Extract all data as written.
RECORDS Start Marker
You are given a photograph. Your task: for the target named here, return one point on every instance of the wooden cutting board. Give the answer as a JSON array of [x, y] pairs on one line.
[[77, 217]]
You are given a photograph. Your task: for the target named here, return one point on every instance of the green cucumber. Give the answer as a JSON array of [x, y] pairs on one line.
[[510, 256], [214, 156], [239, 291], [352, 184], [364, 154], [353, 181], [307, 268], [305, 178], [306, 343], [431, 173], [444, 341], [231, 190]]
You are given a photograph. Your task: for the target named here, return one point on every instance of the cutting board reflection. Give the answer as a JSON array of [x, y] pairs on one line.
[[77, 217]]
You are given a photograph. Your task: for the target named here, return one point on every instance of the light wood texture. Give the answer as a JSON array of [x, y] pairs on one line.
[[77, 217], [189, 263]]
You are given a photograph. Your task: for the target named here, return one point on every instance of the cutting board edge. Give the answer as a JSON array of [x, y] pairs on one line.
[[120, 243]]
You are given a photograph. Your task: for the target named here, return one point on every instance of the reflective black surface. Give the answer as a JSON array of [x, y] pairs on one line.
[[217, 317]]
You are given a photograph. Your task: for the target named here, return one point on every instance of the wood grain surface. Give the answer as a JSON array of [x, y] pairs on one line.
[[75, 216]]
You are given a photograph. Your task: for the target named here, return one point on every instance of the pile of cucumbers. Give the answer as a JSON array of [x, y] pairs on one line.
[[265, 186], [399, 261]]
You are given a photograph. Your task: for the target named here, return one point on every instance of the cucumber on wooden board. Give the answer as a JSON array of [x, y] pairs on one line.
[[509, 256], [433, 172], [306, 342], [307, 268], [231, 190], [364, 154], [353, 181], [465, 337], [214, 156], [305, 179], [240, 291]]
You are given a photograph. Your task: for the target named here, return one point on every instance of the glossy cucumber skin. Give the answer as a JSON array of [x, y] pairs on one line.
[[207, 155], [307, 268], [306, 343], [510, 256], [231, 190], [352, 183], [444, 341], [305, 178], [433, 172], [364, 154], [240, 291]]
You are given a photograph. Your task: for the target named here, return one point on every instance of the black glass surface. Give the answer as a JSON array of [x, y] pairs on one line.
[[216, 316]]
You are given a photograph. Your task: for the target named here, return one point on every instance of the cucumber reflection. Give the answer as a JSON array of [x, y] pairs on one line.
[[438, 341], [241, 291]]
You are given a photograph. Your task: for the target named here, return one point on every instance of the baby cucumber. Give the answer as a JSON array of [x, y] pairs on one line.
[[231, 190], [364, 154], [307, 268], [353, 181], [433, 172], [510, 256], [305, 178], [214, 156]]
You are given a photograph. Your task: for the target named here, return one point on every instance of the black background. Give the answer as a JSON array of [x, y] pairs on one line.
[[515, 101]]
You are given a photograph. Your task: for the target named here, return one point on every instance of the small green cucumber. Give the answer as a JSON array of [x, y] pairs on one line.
RECORDS End Marker
> SOLVED EXERCISE:
You are given a photograph. Your task: for the target named here, return one point on every instance of the wooden cutting board. Give the answer as a JSON array of [x, y] pairs on one line.
[[77, 217]]
You are given a photograph. Your task: for the target named here, return one point on every instance of the green cucumber. Give the answer as a JSON array of [x, y] pairs on one line.
[[510, 256], [214, 156], [239, 291], [352, 184], [364, 154], [353, 181], [307, 268], [305, 178], [306, 343], [431, 173], [444, 341], [231, 190]]
You are given a photograph. Your task: for the target named here, return one point on every instance of the cutting board reflection. Give the answer as a JSON array of [x, y] pairs on one line.
[[77, 217]]
You are given a photograph. Your task: for the target named here, return one point on every instance of the light wood texture. Give the answer as a JSON array of [x, y] pairs on one line.
[[77, 217], [189, 263]]
You are given a photograph. Your task: for the target named here, return one point on every instance of the cutting board edge. Give the answer as a JSON array of [x, y] pairs on one line.
[[120, 243]]
You are given a photograph. Your task: for the target named here, return one point on every instance of the reflective black surface. Give the answer as a JSON array of [x, y] pairs on one line.
[[217, 317]]
You are given a photograph. Your task: for the target named here, return one point on every instance of the wood grain surface. Give the answer as a JSON array of [x, y] pairs on one line.
[[75, 216]]
You are given a photograph. Your task: for the target named here, return one point on every instance of the pile of cucumbers. Give the answer as a JSON array of [x, y] pairs on one line.
[[265, 186], [399, 261]]
You are given a photograph. Your task: for the target named here, return one point on every instance of the cucumber on wooden board. Give the answer as a JSON array of [x, y] pairs on one line.
[[509, 256], [433, 172], [306, 342], [307, 268], [231, 190], [364, 154], [353, 181], [465, 337], [214, 156], [305, 179], [240, 291]]
You are given a photograph. Your task: for the target named here, return one point on every instance of the glossy cucumber skin. Give the answer as a JSON array of [x, y] pairs on one line.
[[207, 155], [307, 268], [306, 343], [510, 256], [231, 190], [352, 183], [444, 341], [305, 178], [433, 172], [364, 154], [240, 291]]
You are given a photograph. Your task: for the target named here, return one point on every instance of the black glass surface. Give the answer as a JSON array of [x, y] pairs on one line.
[[216, 316]]
You are given a photograph. Your task: for the target named here, return one point on every instance of the cucumber reflection. Give the answer as a JSON array of [x, y] pairs on one line.
[[438, 341], [241, 291]]
You are given a photograph. Your task: for the target named here, return one point on every instance of the baby cucumber. Give the answer as a JSON array of [x, y] pairs on one line.
[[231, 190], [364, 154], [307, 268], [353, 181], [433, 172], [510, 256], [305, 178], [214, 156]]
You are given a photograph. Your task: for the target named here, return one point on every instance of the black background. Give the answer as a JSON array of [x, y] pairs on one line.
[[515, 101]]
You are given a photograph. Your task: for the target named here, return one point on every instance of the small green cucumber. Give the answer as a JSON array of [x, y] pairs on one line.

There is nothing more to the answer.